→ **Aufgabe 1**: Schreib aus dem Text über Siemens alles von „München – Der“ bis hinunter zu „Prognose zu machen.“ Wort für Wort ab.

→ **Ausgangstext**:

---*---

München – Der Elektrokonzern Siemens kann weiter auf einen guten Lauf in vielen seiner Geschäfte bauen. Das Management um Vorstandschef Joe Kaeser konnte nach dem zweiten Quartal des laufenden Geschäftsjahres (Ende September) einen erneut anziehenden Auftragseingang und steigende Margen in vielen Sparten vermelden. Daher traut sich das Unternehmen auch zu, die Integrationskosten für die milliardenschwere Übernahme des Softwareherstellers Mentor Graphics sowie das mit Gamesa zusammengelegte Windkraftgeschäft zu schultern, ohne Abstriche bei der Prognose zu machen.
Die Integration könnte im Gesamtjahr bis zu einen halben Prozentpunkt bei der operativen Marge kosten, sagte Finanzchef Ralf Thomas am Donnerstag in München. Beim Konzerngewinn je Aktie könnte das bis zu 60 Cent ausmachen. Die Marge der Industriegeschäfte soll aber weiter zwischen 11 und 12 Prozent landen, der Konzerngewinn bis zu 6,5 Milliarden Euro betragen – obwohl bis zu gut 500 Millionen Euro für die zuletzt abgeschlossenen Deals anfallen könnten.
Aktie verhalten
Den Optimismus zieht der Industrieriese aus den Zahlen zum zweiten Geschäftsquartal, die teils bedeutend besser ausfielen als von Analysten erwartet. Insbesondere mit dem Auftragseingang konnte Siemens punkten: Vor einem Jahr hatte ein Riesenauftrag für Kraftwerke in Ägypten die Bestellungen in die Höhe getrieben, aber auch ohne diesen konnte der Dax-Konzern rund 2 Prozent mehr Aufträge einwerben. Der Umsatz kletterte um 6 Prozent auf 20,2 Milliarden Euro. Das operative Ergebnis im Industriegeschäft stieg gar um 18 Prozent auf 2,49 Milliarden Euro.
Das war unerwartet viel, die entsprechende Marge zog um 1,2 Prozentpunkte auf 12,1 Prozent an. Siemens verbuchte jedoch für die Neubewertung von ausländischen Pensionsplänen in vielen Sparten einen Sonderertrag von insgesamt 138 Millionen Euro. UBS-Analyst Markus Mittermaier errechnete, dass die Marge ohne das Extraplus wie erwartet ausgefallen wäre. Bei Anlegern blieb die Euphorie begrenzt. Am Mittag gewann die Aktie nach anfänglichen Verlusten zuletzt 0,23 Prozent. Das Papier war jüngst gut gelaufen.

---*---

→ **Aufgabe 2**: Skaliere die Einträge von der Zeile mit „Which region of the image contains the red metal“ bis hinunter zur Zeile mit „top-left (0, 5), bottom-right (17, 128)“, beide eingeschlossen, und gib nur diese Zeilen vollständig wieder. Nimm dabei jeden Koordinatenwert mal 1,5 und runde auf ganze Zahlen, wobei ,5 aufgerundet wird.

→ **Eingabe**:
---*---

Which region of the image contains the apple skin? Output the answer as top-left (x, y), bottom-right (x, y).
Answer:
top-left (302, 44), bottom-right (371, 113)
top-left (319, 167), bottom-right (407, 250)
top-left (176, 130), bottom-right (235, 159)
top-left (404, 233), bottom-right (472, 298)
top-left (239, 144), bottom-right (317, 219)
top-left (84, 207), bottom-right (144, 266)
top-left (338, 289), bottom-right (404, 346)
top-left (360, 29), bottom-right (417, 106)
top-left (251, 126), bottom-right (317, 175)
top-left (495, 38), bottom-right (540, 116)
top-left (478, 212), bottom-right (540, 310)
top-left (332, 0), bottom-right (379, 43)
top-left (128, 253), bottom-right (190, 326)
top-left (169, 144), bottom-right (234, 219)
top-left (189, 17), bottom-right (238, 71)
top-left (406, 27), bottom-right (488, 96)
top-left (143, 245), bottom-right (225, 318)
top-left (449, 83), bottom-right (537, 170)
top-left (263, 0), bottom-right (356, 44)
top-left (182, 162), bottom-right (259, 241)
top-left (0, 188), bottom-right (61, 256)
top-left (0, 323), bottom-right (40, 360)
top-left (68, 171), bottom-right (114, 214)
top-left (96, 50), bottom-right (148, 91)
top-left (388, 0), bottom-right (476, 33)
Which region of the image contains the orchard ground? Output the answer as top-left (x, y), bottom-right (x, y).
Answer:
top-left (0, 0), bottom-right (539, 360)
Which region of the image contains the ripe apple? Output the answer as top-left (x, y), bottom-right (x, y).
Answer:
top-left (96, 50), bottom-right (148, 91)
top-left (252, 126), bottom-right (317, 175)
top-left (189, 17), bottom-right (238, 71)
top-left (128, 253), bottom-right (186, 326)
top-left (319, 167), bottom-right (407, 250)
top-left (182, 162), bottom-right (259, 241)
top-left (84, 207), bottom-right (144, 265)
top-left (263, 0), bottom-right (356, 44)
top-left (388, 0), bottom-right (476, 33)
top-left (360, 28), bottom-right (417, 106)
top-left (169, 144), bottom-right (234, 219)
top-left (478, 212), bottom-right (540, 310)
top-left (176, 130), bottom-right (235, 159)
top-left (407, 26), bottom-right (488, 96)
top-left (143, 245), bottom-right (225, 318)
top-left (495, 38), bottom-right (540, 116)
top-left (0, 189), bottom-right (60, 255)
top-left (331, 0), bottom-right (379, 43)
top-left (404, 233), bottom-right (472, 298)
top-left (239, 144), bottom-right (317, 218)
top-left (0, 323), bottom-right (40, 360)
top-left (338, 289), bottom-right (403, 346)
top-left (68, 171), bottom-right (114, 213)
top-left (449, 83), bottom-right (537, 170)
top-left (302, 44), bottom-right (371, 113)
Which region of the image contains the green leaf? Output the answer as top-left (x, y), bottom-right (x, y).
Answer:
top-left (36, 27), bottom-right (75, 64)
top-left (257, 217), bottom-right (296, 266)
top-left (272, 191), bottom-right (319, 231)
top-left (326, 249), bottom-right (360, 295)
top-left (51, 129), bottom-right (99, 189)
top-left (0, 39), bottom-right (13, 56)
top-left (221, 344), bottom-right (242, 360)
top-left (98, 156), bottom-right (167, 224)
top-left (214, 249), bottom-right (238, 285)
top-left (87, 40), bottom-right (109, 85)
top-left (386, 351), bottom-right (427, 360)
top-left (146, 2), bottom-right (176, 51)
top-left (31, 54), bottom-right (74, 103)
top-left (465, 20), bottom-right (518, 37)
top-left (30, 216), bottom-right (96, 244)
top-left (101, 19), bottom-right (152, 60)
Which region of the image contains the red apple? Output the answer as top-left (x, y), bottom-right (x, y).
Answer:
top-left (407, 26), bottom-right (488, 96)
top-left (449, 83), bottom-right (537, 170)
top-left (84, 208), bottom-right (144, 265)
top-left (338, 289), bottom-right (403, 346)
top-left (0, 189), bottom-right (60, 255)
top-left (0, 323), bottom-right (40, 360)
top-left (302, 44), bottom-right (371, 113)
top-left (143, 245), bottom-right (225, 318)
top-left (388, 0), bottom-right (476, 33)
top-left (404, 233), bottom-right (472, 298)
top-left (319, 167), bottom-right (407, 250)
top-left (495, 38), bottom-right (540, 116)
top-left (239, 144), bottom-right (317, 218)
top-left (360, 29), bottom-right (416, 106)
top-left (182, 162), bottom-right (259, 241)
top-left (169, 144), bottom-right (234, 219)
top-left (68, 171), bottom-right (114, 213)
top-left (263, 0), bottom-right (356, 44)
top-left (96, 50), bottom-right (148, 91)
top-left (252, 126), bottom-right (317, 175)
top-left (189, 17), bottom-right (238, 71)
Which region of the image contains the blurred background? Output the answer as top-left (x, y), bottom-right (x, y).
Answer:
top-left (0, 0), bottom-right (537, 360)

---*---

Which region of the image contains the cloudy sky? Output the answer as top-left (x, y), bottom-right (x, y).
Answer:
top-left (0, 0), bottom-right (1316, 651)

---*---

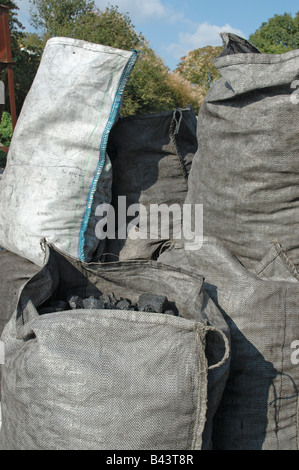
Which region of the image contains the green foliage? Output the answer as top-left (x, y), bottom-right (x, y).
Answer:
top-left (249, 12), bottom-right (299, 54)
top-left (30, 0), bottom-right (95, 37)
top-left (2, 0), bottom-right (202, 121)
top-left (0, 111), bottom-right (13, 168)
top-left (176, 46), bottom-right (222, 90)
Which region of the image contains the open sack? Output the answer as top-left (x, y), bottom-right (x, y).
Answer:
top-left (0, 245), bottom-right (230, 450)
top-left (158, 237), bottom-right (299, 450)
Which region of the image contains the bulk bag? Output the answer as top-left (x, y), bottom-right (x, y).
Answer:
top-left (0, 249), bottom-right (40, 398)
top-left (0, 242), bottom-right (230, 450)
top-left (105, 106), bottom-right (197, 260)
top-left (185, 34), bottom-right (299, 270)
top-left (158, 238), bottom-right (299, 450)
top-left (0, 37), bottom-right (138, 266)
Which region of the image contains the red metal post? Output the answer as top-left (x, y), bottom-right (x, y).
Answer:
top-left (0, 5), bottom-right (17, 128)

---*---

→ **Lösung 1**:
München – Der Elektrokonzern Siemens kann weiter auf einen guten Lauf in vielen seiner Geschäfte bauen. Das Management um Vorstandschef Joe Kaeser konnte nach dem zweiten Quartal des laufenden Geschäftsjahres (Ende September) einen erneut anziehenden Auftragseingang und steigende Margen in vielen Sparten vermelden. Daher traut sich das Unternehmen auch zu, die Integrationskosten für die milliardenschwere Übernahme des Softwareherstellers Mentor Graphics sowie das mit Gamesa zusammengelegte Windkraftgeschäft zu schultern, ohne Abstriche bei der Prognose zu machen.

→ **Lösung 2**:
Which region of the image contains the red metal post? Output the answer as top-left (x, y), bottom-right (x, y).
Answer:
top-left (0, 8), bottom-right (26, 192)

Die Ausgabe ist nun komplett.